> _Stated exercise 1_
Translate this sentence from the patch discussion into Spanish: "This is a chicken and egg problem, leading to deadlock at startup."

> _Document text_
— Begin —
[libvirt] [Qemu-devel] [PATCH v6 2/2] vl: fix use of --daemonize with --preconfig

Igor Mammedov imammedo at redhat.com
Tue Jun 12 12:42:05 UTC 2018


On Tue, 12 Jun 2018 11:17:15 +0200
Michal Privoznik <mprivozn at redhat.com> wrote:

> On 06/12/2018 12:36 AM, Eduardo Habkost wrote:
> > CCing libvir-list.
> > 
> > On Mon, Jun 11, 2018 at 11:29:24PM +0200, Igor Mammedov wrote:  
> >> On Mon, 11 Jun 2018 16:06:07 -0300
> >> Eduardo Habkost <ehabkost at redhat.com> wrote:
> >>  
> >>> On Mon, Jun 11, 2018 at 03:16:25PM +0200, Igor Mammedov wrote:  
> >>>> On Fri, 8 Jun 2018 10:21:05 -0300
> >>>> Eduardo Habkost <ehabkost at redhat.com> wrote:
> >>>>  
> >>>>> On Thu, Jun 07, 2018 at 02:00:09PM +0200, Igor Mammedov wrote:  
> >>>>>> When using --daemonize, the initial lead process will fork a child and
> >>>>>> then wait to be notified that setup is complete via a pipe, before it
> >>>>>> exits.  When using --preconfig there is an extra call to main_loop()
> >>>>>> before the notification is done from os_setup_post(). Thus the parent
> >>>>>> process won't exit until the mgmt application connects to the monitor
> >>>>>> and tells QEMU to leave the RUN_STATE_PRECONFIG. The mgmt application
> >>>>>> won't connect to the monitor until daemonizing has completed though.
> >>>>>>
> >>>>>> This is a chicken and egg problem, leading to deadlock at startup.
> >>>>>>
> >>>>>> The only viable way to fix this is to call os_setup_post() before
> >>>>>> the early main_loop() call when --preconfig is used. This has the
> >>>>>> downside that any errors from this point onwards won't be handled
> >>>>>> well by the mgmt application, because it will think QEMU has started
> >>>>>> successfully, so not be expecting an abrupt exit. Moving as much user
> >>>>>> input validation as possible to before the main_loop() call might help,
> >>>>>> but mgmt application should stop assuming that QEMU has started
> >>>>>> successfuly and use other means to collect errors from QEMU (logfile).
— End —
> _Given data_
— Begin —
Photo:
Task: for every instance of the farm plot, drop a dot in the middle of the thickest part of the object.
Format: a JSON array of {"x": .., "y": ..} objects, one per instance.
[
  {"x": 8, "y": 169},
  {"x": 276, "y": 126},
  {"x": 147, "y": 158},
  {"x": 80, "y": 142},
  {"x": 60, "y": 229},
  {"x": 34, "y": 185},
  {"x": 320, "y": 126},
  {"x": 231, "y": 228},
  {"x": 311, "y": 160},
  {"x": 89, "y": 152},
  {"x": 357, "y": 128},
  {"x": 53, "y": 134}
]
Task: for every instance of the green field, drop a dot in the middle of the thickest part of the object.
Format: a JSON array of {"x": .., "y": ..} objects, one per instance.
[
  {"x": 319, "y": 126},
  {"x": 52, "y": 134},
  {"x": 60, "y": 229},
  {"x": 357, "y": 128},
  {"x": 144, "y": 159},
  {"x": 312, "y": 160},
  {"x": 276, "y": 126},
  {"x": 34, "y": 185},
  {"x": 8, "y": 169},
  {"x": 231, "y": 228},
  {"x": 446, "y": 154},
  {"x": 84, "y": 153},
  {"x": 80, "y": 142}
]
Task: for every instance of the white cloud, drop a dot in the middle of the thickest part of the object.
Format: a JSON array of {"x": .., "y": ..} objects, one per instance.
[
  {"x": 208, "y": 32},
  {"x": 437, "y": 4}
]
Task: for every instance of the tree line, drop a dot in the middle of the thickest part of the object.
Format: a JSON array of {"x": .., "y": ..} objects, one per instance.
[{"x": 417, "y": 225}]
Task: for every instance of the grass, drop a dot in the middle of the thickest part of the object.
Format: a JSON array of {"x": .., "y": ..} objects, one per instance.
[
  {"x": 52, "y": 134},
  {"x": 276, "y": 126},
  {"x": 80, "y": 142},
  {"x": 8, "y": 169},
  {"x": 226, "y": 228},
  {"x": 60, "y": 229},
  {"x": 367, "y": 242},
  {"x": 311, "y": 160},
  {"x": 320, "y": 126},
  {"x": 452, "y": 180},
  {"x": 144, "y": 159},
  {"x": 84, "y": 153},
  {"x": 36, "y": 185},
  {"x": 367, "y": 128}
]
— End —
> _Stated exercise 2_
Reproduce, line for line and without changes, the part of the entries that opens with the line containing "Task: for every instance of the tree" and closes with the last line of the entries.

> _Full response 1_
Este es un problema del huevo y la gallina, que provoca un interbloqueo durante el arranque.

> _Full response 2_
Task: for every instance of the tree line, drop a dot in the middle of the thickest part of the object.
Format: a JSON array of {"x": .., "y": ..} objects, one per instance.
[{"x": 417, "y": 225}]
Task: for every instance of the grass, drop a dot in the middle of the thickest part of the object.
Format: a JSON array of {"x": .., "y": ..} objects, one per instance.
[
  {"x": 52, "y": 134},
  {"x": 276, "y": 126},
  {"x": 80, "y": 142},
  {"x": 8, "y": 169},
  {"x": 226, "y": 228},
  {"x": 60, "y": 229},
  {"x": 367, "y": 242},
  {"x": 311, "y": 160},
  {"x": 320, "y": 126},
  {"x": 452, "y": 180},
  {"x": 144, "y": 159},
  {"x": 84, "y": 153},
  {"x": 36, "y": 185},
  {"x": 367, "y": 128}
]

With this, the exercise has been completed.